Stored entries —
•••

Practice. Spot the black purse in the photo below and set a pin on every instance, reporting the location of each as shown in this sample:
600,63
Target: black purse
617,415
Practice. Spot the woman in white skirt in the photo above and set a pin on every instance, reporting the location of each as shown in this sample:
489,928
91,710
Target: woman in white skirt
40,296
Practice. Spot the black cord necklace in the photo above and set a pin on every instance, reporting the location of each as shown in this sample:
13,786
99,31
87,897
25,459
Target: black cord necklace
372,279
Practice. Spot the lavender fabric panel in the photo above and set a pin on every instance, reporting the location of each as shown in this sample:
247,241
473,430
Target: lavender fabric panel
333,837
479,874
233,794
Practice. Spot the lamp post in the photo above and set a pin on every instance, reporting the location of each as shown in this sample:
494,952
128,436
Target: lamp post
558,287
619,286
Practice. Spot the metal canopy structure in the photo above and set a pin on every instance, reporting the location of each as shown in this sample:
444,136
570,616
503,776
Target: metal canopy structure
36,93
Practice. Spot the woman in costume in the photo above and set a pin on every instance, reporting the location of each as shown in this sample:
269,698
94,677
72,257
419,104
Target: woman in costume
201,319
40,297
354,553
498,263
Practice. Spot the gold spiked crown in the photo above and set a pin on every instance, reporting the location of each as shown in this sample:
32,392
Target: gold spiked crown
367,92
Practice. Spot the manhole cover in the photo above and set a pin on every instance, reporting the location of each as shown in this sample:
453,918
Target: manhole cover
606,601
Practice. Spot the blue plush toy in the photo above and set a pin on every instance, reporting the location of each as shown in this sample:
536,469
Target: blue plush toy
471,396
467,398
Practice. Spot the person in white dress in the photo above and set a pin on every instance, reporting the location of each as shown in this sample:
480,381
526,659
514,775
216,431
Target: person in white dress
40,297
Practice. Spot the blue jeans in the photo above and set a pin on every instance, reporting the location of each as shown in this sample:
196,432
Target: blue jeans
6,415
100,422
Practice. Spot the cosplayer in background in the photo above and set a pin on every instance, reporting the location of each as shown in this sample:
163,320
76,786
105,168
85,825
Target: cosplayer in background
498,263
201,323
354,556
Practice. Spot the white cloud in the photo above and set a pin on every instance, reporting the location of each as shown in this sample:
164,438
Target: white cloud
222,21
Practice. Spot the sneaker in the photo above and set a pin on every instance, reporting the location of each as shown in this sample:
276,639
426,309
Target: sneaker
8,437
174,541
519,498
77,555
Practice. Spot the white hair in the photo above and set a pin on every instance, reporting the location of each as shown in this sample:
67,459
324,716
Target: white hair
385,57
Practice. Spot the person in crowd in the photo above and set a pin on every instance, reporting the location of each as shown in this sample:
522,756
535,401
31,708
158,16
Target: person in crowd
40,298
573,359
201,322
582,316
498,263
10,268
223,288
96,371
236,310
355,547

•••

REQUIRED WORK — Give the entries again in full, exactly as they are written.

EXERCISE ANSWER —
Practice. Spot the black purse in the photo below and set a pin on every instance, reporting the location of each as shown in this sample:
600,63
Target: black purse
617,415
Practice. Spot the woman in white skirt in the photo above and set a pin on every instance, reporting the location of each as shown in this sample:
489,928
91,710
Target: woman in white skirt
40,296
Practice. Spot the black cord necklace in the photo above and set a pin on every instance, reporting the location of each as shown in this sample:
13,786
99,31
87,897
25,459
Target: black cord necklace
372,279
Practice. Spot the lavender fabric panel in the photo above and set a pin on every instance, reporting the location of each as shown in this sample:
247,241
473,430
Target: lavender fabric panel
333,837
479,874
233,794
Practice. Spot the lamp post in the photo above and set a pin on every instance, reporting the location of each as shown in this sample:
494,952
128,436
Target: lamp post
558,287
619,286
Practice. Spot the metal canopy structure in the photo above and set a pin on every instance, reporting the location of each as shown in this sample:
444,136
570,616
503,776
Target: metal canopy structure
36,93
Practice. Spot the woman in costume in the photo above and set a pin on every instance, reporting the location of each as shown in this sample:
269,698
94,677
72,257
419,104
Target: woman in costume
201,319
40,297
354,553
498,263
Practice. Spot the gold spiked crown in the photo above and set a pin on every instance, reporting the location of each as shown in this sample:
32,392
Target: gold spiked crown
367,92
Practice. Spot the manhole cover in the photo above and set a pin on every instance, reporting the location of each as shown in this sample:
453,918
Target: manhole cover
606,601
Practice. Spot the blue plush toy in the photo above and set a pin on every instance, reporting the location of each as shown in this sample:
536,469
Target: blue plush toy
471,396
467,398
Practice. Spot the person in white dress in the photo above and set a pin on every instance, reporting the location of each as shown in this sample:
480,381
526,659
514,775
216,431
Target: person in white dress
40,297
Practice. Spot the blue jeans in the photo above and set a pin on every instance, reporting the location of each as shown in this sample:
196,432
Target: blue jeans
6,415
100,422
Practice. Spot the cosplayer in background in the photo above and set a pin on every instance, reporting the location of each as shown in this sample:
163,320
76,786
105,168
85,825
Target: cosplayer in background
498,263
201,323
354,556
Practice. Spot the white cloud in the photo above and set a pin on every instance, reporting the location of each as shown in this sample:
164,438
Target: white cloud
222,21
Practice. Spot the sneaker in the photo above and set a pin on every instance, reporting the location of each as shown in this sample:
276,639
426,309
Target: sneaker
8,437
174,541
519,498
77,555
Practice. Spot the white hair in the photo above and set a pin on every instance, reporting the location of each as shown in this sample:
67,459
324,716
Target: white hair
385,57
Practice. Spot the person in crowd in the photo above and set a pin on every instance, reporting the location of each as shown in this sample:
522,756
535,401
31,708
158,16
Target: person in crowd
40,298
573,359
201,322
582,316
498,263
10,268
223,288
96,371
236,310
355,547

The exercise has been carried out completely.